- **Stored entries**
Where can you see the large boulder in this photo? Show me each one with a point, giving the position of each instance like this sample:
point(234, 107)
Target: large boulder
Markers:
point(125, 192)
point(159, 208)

- **EXERCISE REQUIREMENTS**
All of the entries above must be output word for word.

- **REPLY**
Where can you see the large boulder in this photo? Show me each one with a point, giving the position of each instance like this sample:
point(234, 107)
Target: large boulder
Markers:
point(125, 192)
point(159, 208)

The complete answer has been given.